Читаем Истории, связанные одной жизнью полностью

Говорить о моем детстве и вообще о довоенной жизни нашей семьи в Ростове и ничего не сказать о наших ростовских родственниках – это значит удалить очень важный фон нашей жизни, даже больше, чем фон, качество жизни. И у папы и у мамы было много братьев и особенно сестер, большинство из которых1, со своими семьями жили в Ростове и все неподалеку от нас: на Канкрынской, на Донской, на Тургеневской, на Малом… И, в отличие от теперешних взаимоотношений, родственность эта была не номинальной, а настоящей. Мне кажется, что каждый день либо у нас были гости, либо мы шли к кому-то. Особенно близкие отношения у нас были с семьями трех маминых сестер Мани, Раи и Сусанны. Семья Мани, Ицковичи, жили почти что напротив нас, и в течение дня и взрослые, и дети много раз забегали друг к другу. А теплота человеческих отношений взрослых очень чутко воспринимается ребенком. Я любил Солю и Фаню, детей Ицковичей, и хорошо чувствовал их отношение ко мне. Тот же Соломон, который был старше меня на семь лет, во время какого-то семейного праздника напоил меня так, что я по-настоящему опьянел. А мне было тогда всего пять лет. Но зато однажды Соля мне притащил такое, чего не было ни у кого из моих знакомых ребят – настоящий огромный тяжелый американский револьвер “Смит-Вессон”, скорее всего, девятнадцатого века. Не знаю, можно ли было из него стрелять, но барабан крутился, курок работал. Куда он потом делся, я не помню.

Да, мое детство было очень уютным и спокойным. Мне кажется несколько удивительным тот факт, что, будучи совсем ребенком, я ощущал эту атмосферу. В памяти зрительной и памяти чувств осталось несколько сценок, совсем незначительных, когда я понимал, а, вернее, ощущал, что мне хорошо.

Например, меня купают в ванночке в кухне, завертывают в полотенце или простыню и несут через столовую в детскую. В столовой сидят знакомые люди, все улыбаются, у всех хорошее настроение и мне почему-то радостно.
——
**ЗАДАНИЯ**
a) Ответьте на вопросы по отрывку о детстве в Ростове:
(i) С семьями каких маминых сестер были особенно близкие отношения?
(ii) Сколько лет было рассказчику, когда Соломон напоил его на семейном празднике?
(iii) Где купали ребенка перед тем, как отнести в детскую?
b) Допишите продолжение отрывка о детстве в Ростове, начиная после его последнего предложения.
Материал для этих заданий не понадобится.

**ИСХОДНЫЙ МАТЕРИАЛ**
——
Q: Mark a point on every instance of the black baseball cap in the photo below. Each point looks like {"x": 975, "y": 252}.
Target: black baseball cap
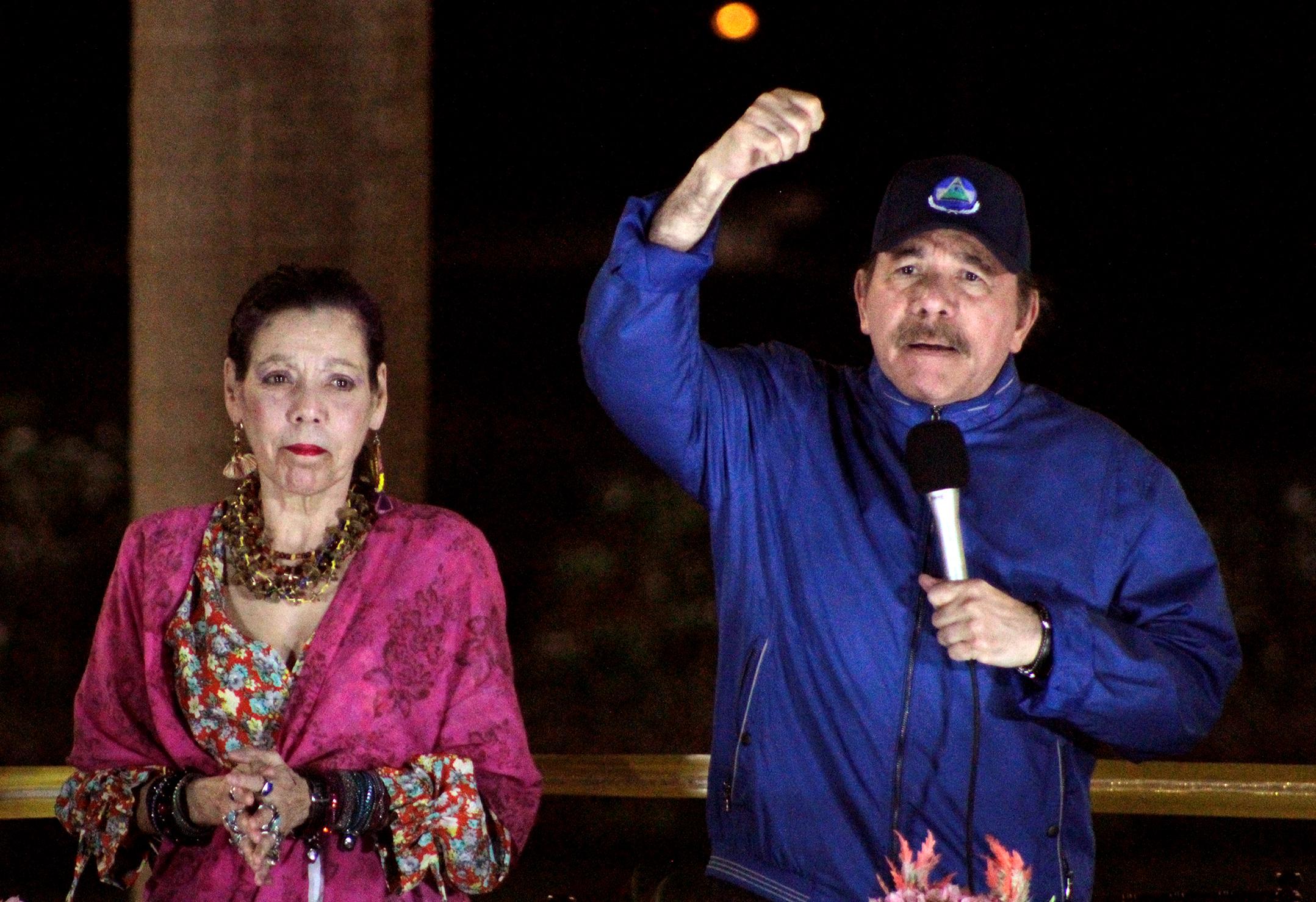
{"x": 956, "y": 193}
——
**ОТВЕТЫ К ЗАДАНИЯМ**
a)
(i) С семьями Мани, Раи и Сусанны.
(ii) Пять лет.
(iii) В ванночке в кухне.

b)
Раннее утро, меня берут из кровати и подносят к окну столовой. Выпал первый снег. Кругом бело и светло и так же светло у меня – где, не знаю.

Мама что-то печет, по всей квартире распространяется запах сдобного теста. И этот запах был постоянным запахом нашей квартиры, запахом моего детства.

Меня устроили в круглосуточный детский сад на все лето. Сад был по тем временам очень хорошим, размещался в зеленой зоне поселка Сельмаш. Папа меня туда отвез утром, мне выделили постель, повели в столовую, накормили, как сейчас помню, вкуснейшей гречневой кашей. Но что это за запах (обычный запах столовой), он совсем не похож на запах, который царит у мамы на кухне. И потом, мне очень скучно без мамы и папы, я хочу домой. Вечером появляется папа и, не спрашивая меня ни о чем, забирает навсегда. Счастливей меня не было никого.

Мне было хорошо дома, но я все же больше любил бывать в нашем дворе или на улице. Весна, по Казанскому переулку, по краям его проезжей части, бегут мощные ручьи, пацаны из снега делают запруды, вода разливается, прохожие ругаются. Мы мокрые, резиновых сапог тогда еще не было, но веселье и смех не прекращаются целый день.

Тротуары только-только подсохли. Мы наконец-то снимаем галоши и ботики, и тут же начинаются бесконечные игры. Дозваться меня домой было очень трудно. Особенно я не любил, когда из кухонного окна, выходившего во двор, неслось настойчивое: “Юрочка, иди пить какао”.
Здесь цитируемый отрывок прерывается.